-- Task to complete --
Copy all of the entries below word for word, but leave out the pictures.

### Entries supplied

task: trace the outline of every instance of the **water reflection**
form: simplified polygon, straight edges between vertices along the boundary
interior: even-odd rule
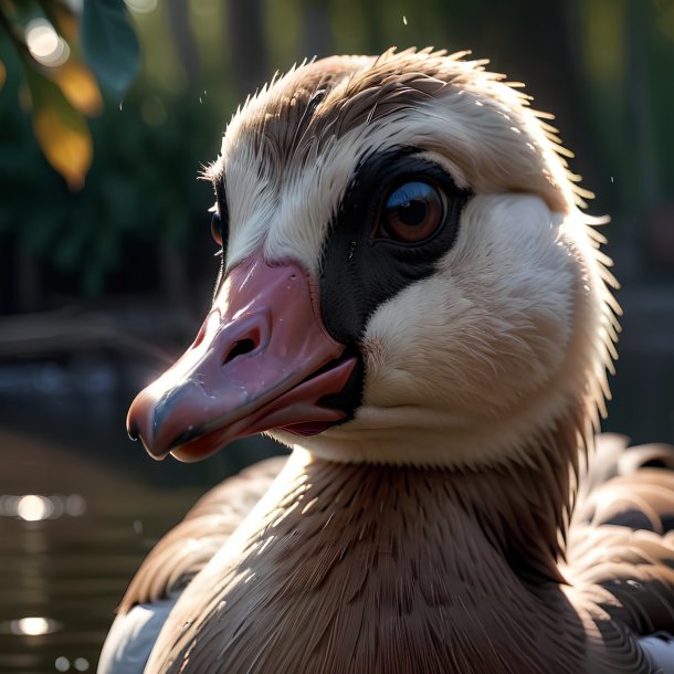
[[[0,674],[95,671],[156,540],[273,451],[251,440],[200,464],[152,461],[124,424],[149,377],[114,355],[0,364]]]
[[[202,488],[158,489],[1,429],[0,446],[0,672],[94,671],[134,570]]]
[[[56,519],[63,515],[81,517],[86,513],[86,501],[81,494],[53,494],[40,496],[27,494],[24,496],[0,495],[0,516],[19,517],[24,522],[40,522],[41,519]]]

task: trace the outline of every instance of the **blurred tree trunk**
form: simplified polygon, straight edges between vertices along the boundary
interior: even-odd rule
[[[230,0],[225,18],[231,48],[232,75],[239,95],[260,88],[270,76],[263,0]]]
[[[15,308],[19,313],[35,312],[40,308],[40,267],[34,255],[21,243],[17,243],[17,295]]]
[[[198,84],[201,67],[197,41],[190,24],[187,0],[168,0],[167,12],[178,57],[185,69],[187,82],[190,88],[193,88]]]
[[[330,14],[323,0],[304,0],[302,11],[302,46],[307,59],[333,53]]]

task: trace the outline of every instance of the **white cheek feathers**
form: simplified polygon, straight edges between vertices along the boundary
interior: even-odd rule
[[[594,377],[600,299],[573,218],[530,196],[468,202],[436,273],[368,322],[356,419],[305,446],[338,461],[527,462]]]

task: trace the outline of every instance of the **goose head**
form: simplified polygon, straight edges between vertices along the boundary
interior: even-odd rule
[[[333,462],[576,461],[609,261],[548,117],[464,57],[325,59],[236,112],[208,170],[212,308],[129,411],[152,456],[264,431]]]

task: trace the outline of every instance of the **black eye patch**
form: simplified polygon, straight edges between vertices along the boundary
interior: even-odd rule
[[[368,318],[408,285],[430,276],[459,233],[471,191],[456,187],[440,166],[397,147],[371,152],[359,162],[329,233],[322,260],[320,304],[327,330],[338,341],[357,344]],[[423,181],[442,191],[443,221],[428,239],[413,243],[378,236],[382,203],[401,185]]]

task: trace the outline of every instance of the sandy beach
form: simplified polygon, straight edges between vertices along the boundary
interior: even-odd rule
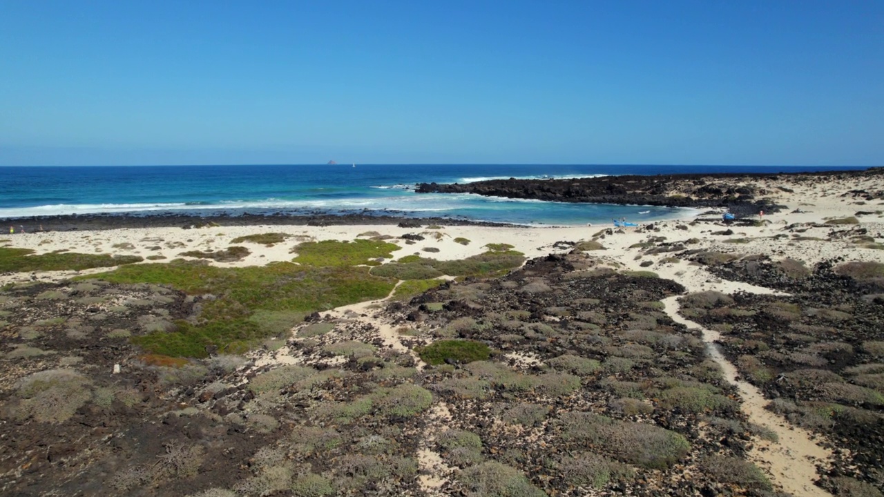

######

-- Solution to the problem --
task: trace the outline of every instance of the **water reflection**
form: simplified polygon, straight edges between vertices along the boundary
interior: even-odd rule
[[[0,674],[95,671],[156,540],[273,451],[251,440],[200,464],[152,461],[124,424],[149,377],[114,355],[0,364]]]
[[[202,488],[158,489],[1,429],[0,446],[0,672],[94,671],[134,570]]]
[[[56,519],[63,515],[81,517],[86,513],[86,501],[81,494],[53,494],[40,496],[27,494],[24,496],[0,495],[0,516],[19,517],[24,522],[40,522],[41,519]]]

task: trace the outline of every instance of the **blurred tree trunk**
form: simplified polygon, straight edges between vertices along the boundary
interior: even-odd rule
[[[230,0],[225,18],[231,48],[232,75],[239,95],[260,88],[270,76],[263,0]]]
[[[15,308],[19,313],[35,312],[40,308],[40,267],[34,255],[21,243],[17,243],[17,295]]]
[[[198,84],[201,67],[197,41],[190,24],[187,0],[168,0],[167,12],[178,57],[185,69],[187,82],[190,88],[193,88]]]
[[[330,14],[323,0],[304,0],[302,11],[302,46],[307,59],[333,53]]]

task: trace the outline of every instance of the **white cheek feathers**
form: simplified polygon, straight edges between vertices along the boundary
interior: even-odd rule
[[[594,377],[600,299],[573,218],[530,196],[468,202],[436,273],[368,322],[356,419],[305,446],[338,461],[527,462]]]

task: trace the outline of every instance of the **goose head**
form: simplified polygon, straight edges between vertices along the boundary
interior: even-odd rule
[[[333,462],[576,461],[609,261],[548,117],[464,57],[325,59],[236,112],[208,170],[212,308],[129,411],[152,456],[264,431]]]

task: trace the outline of every instance of the **black eye patch**
form: simplified polygon, straight edges between vertices along the boundary
interior: even-odd rule
[[[368,318],[408,285],[430,276],[459,233],[471,191],[456,187],[440,166],[397,147],[371,152],[359,162],[329,233],[322,260],[320,304],[327,330],[338,341],[357,344]],[[423,181],[442,191],[443,221],[428,239],[413,243],[378,236],[382,203],[401,185]]]

task: trace the outline of every instance of the sandy beach
form: simplified polygon, straight edges between vertices along the boundary
interior: even-odd rule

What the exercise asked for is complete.